▶ _Your assignment_
Return only this: the line with "Would you be so kind as to point out the distant" and all the lines that follow it below, through the final one, exactly as they are.

▶ _Listed records_

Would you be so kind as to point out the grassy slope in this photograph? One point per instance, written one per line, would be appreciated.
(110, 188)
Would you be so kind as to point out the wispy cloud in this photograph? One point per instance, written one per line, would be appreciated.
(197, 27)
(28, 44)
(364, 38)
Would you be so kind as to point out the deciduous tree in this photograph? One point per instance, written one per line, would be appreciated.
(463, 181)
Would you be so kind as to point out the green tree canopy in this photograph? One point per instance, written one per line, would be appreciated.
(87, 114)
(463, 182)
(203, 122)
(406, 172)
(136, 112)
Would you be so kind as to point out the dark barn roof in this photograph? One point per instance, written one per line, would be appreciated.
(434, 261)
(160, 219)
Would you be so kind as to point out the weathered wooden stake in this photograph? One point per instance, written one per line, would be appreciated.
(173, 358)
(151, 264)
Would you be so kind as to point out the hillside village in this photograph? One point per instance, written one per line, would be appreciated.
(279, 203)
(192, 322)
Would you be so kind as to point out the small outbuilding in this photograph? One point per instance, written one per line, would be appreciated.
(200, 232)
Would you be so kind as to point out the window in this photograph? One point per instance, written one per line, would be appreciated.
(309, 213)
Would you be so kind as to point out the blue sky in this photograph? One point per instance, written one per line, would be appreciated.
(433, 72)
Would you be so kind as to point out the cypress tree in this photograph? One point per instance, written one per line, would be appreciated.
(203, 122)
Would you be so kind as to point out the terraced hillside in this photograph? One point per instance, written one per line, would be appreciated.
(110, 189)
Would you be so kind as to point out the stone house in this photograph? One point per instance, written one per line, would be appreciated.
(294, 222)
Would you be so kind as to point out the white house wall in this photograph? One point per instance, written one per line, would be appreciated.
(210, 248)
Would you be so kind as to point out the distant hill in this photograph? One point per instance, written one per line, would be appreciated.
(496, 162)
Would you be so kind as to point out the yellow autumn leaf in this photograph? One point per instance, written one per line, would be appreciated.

▶ _Solution for this exercise_
Would you be so kind as to point out the distant hill in this photograph? One point per instance, written one per line, would be appreciated.
(496, 162)
Would you be so kind as to point out the yellow autumn leaf in this photograph? One point per instance, written one per line, would be appreciated.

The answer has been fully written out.